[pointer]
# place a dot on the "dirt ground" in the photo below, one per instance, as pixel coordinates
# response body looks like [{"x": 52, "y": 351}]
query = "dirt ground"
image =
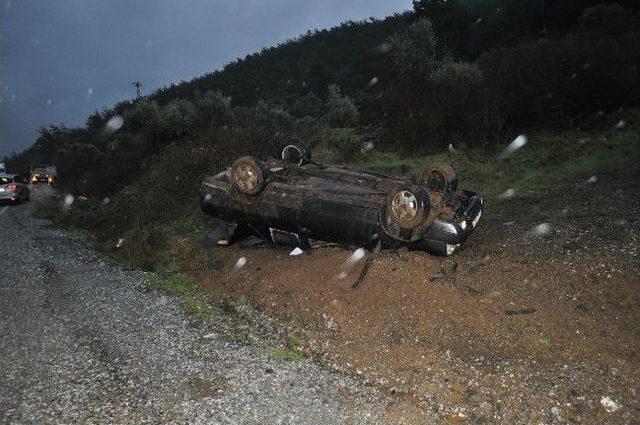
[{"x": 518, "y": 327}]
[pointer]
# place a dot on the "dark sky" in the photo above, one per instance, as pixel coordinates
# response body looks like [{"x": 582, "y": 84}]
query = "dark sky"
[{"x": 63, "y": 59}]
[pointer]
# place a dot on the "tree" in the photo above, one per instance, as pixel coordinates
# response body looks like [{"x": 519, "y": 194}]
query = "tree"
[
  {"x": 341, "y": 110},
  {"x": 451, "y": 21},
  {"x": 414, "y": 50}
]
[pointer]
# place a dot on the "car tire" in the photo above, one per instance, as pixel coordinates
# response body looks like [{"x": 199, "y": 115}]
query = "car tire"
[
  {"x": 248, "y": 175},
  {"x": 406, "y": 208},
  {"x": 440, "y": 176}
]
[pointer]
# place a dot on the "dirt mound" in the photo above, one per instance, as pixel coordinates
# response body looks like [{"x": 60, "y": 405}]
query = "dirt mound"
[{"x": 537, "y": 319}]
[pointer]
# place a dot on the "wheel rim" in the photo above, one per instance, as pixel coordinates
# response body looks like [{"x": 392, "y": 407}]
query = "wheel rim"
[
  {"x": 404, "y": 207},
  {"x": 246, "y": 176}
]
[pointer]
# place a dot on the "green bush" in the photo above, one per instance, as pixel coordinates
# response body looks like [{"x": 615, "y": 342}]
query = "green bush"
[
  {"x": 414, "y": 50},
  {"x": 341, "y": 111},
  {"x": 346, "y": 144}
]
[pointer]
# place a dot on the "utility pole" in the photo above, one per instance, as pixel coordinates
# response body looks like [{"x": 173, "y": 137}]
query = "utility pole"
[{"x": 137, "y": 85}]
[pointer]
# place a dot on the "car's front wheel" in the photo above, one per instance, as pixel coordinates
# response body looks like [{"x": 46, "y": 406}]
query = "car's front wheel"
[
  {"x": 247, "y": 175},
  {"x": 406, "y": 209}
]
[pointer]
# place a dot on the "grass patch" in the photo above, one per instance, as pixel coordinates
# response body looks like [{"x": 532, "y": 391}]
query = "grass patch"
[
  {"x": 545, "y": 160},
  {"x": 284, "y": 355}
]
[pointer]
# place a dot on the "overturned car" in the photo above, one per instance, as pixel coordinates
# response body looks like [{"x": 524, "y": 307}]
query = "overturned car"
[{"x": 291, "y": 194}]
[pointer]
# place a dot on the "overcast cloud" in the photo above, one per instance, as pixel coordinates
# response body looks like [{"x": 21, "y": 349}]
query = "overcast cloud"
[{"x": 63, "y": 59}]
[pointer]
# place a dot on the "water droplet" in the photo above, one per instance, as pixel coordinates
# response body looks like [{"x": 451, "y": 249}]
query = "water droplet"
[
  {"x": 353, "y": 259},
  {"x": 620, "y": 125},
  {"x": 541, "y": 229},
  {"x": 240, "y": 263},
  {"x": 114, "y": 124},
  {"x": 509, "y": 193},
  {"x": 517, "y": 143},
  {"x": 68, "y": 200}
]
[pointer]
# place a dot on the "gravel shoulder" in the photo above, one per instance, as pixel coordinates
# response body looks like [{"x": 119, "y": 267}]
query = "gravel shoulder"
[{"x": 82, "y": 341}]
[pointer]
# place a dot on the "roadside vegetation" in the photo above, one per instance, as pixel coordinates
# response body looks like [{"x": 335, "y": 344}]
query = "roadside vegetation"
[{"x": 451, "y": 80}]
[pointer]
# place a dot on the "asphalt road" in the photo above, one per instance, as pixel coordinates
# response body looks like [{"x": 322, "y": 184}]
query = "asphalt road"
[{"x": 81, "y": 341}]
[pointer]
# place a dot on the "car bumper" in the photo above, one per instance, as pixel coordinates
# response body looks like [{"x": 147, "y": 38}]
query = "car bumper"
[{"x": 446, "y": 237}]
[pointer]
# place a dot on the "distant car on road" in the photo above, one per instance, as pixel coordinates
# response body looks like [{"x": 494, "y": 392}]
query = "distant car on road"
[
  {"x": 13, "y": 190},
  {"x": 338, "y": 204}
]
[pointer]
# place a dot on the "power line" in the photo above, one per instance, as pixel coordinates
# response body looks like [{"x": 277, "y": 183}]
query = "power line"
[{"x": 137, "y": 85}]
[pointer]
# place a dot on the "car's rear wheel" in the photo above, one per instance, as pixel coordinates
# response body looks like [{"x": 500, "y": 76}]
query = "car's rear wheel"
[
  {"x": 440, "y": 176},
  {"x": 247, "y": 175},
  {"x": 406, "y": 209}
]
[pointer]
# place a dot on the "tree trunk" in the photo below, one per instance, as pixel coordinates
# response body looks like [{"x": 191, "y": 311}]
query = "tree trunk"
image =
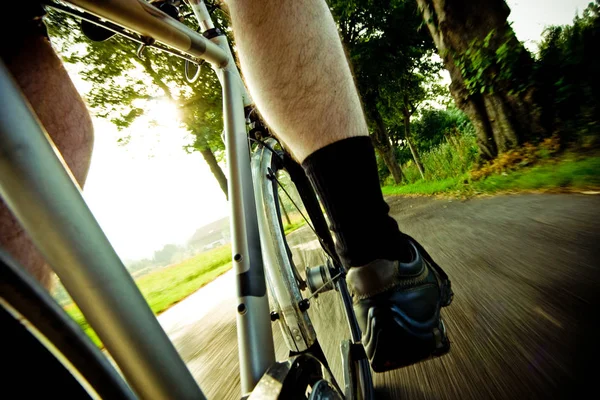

-.-.-

_THE REQUEST_.
Print the complete listing exactly as it stands, without its pictures.

_ANSWER FOR THE TASK_.
[pointer]
# place a dot on the "dirt ground" in the photo below, one per instance, as pixel coordinates
# response body looks like [{"x": 52, "y": 351}]
query = "dirt ground"
image =
[{"x": 518, "y": 327}]
[pointer]
# place a dot on the "dark sky" in the photo above, one per instance, as pixel coordinates
# response body looks like [{"x": 582, "y": 84}]
query = "dark sky"
[{"x": 63, "y": 59}]
[pointer]
# place a dot on the "tree" in the photo above, one per instance, as pixel coordinates
# response body looks like [{"x": 519, "y": 194}]
query = "tree"
[
  {"x": 341, "y": 110},
  {"x": 451, "y": 21},
  {"x": 414, "y": 50}
]
[pointer]
# place a dot on the "car tire" in the photo above, one per instance, as pixel coordinates
# response body looks like [{"x": 199, "y": 115}]
query = "car tire"
[
  {"x": 248, "y": 175},
  {"x": 406, "y": 208},
  {"x": 440, "y": 176}
]
[pointer]
# place a dot on the "dirt mound" in the photo above, one per instance, as pixel coordinates
# response body looks like [{"x": 60, "y": 405}]
query = "dirt mound"
[{"x": 537, "y": 319}]
[pointer]
# place a dot on the "wheel rim" in the photo above, one per instance, as pixel coordinates
# response body looks like [{"x": 392, "y": 407}]
query = "wheel rim"
[
  {"x": 404, "y": 207},
  {"x": 246, "y": 176}
]
[pointer]
# place a dot on the "green bush" in the photo above, one per instance, as pixel coordinates
# response body looks like [{"x": 615, "y": 342}]
query = "green bush"
[
  {"x": 414, "y": 50},
  {"x": 341, "y": 111},
  {"x": 346, "y": 144}
]
[pointer]
# place a dot on the "utility pole" in the photo above, one per instance, as pixel coordinates
# response body looks like [{"x": 173, "y": 137}]
query = "utility pole"
[{"x": 137, "y": 85}]
[pointer]
# place a dot on the "car's front wheel" in the photo above, one per instance, as pixel coordinates
# response body looks like [{"x": 46, "y": 406}]
query = "car's front wheel"
[
  {"x": 247, "y": 175},
  {"x": 406, "y": 209}
]
[pointer]
# place a dot on the "grass patch" in the photo above, one per instance, as pixel coordinates
# response body looks like [{"x": 532, "y": 391}]
query = "grass patch"
[
  {"x": 545, "y": 160},
  {"x": 284, "y": 355}
]
[pointer]
# place a dot on the "overturned car" in the photo above, one per instance, as pixel coordinates
# response body looks like [{"x": 524, "y": 307}]
query = "overturned car"
[{"x": 291, "y": 194}]
[pointer]
# place a dot on the "overcast cloud" in the photo above, one per instance, as pixel coordinates
# response body looks like [{"x": 21, "y": 349}]
query = "overcast cloud"
[{"x": 63, "y": 59}]
[pointer]
# place a dot on the "water droplet" in the photo above, one per instance, as pixel coordinates
# response body looks like [{"x": 451, "y": 249}]
query = "water droplet"
[
  {"x": 353, "y": 259},
  {"x": 620, "y": 125},
  {"x": 541, "y": 229},
  {"x": 240, "y": 263},
  {"x": 114, "y": 124},
  {"x": 509, "y": 193},
  {"x": 517, "y": 143},
  {"x": 68, "y": 200}
]
[pointer]
# place a dot on the "gravel shoulder" in the photo above, one per instance, as pixel coordinates
# response body looks like [{"x": 119, "y": 267}]
query = "gravel shoulder"
[{"x": 82, "y": 341}]
[pointer]
# place a dot on the "roadside vegetation" in the photo above, one per instance, as pixel coordinates
# response body looks like [{"x": 335, "y": 344}]
query = "roadside vegetation"
[{"x": 451, "y": 80}]
[pointer]
# place a dot on the "asphalt road" in the photo above, one per instance, as pixel coordinates
# response body looks like [{"x": 322, "y": 184}]
query = "asphalt road"
[{"x": 81, "y": 341}]
[pointer]
# place a dot on the "car bumper" in the photo above, one per instance, as pixel coordinates
# response body looks like [{"x": 147, "y": 38}]
query = "car bumper"
[{"x": 446, "y": 237}]
[pointer]
# place a dot on the "distant car on road" in the photo above, one per instance, as pixel coordinates
# response body looks like [{"x": 494, "y": 392}]
query = "distant car on road"
[
  {"x": 13, "y": 190},
  {"x": 338, "y": 204}
]
[pointer]
# place a dot on the "power line" in the photo above, one per instance, as pixel coordinates
# response body looks like [{"x": 277, "y": 183}]
query = "power line"
[{"x": 137, "y": 85}]
[pointer]
# place a dot on the "car's rear wheel" in the photo above, one per instance, as pixel coordinates
# response body looks like [{"x": 500, "y": 76}]
query = "car's rear wheel"
[
  {"x": 440, "y": 176},
  {"x": 247, "y": 175},
  {"x": 406, "y": 209}
]
[pointer]
# place a dot on the "tree trunk" in the photo below, one per instance, as pixel coordinates
# response body looks like [{"x": 191, "y": 311}]
query = "tree trunk"
image =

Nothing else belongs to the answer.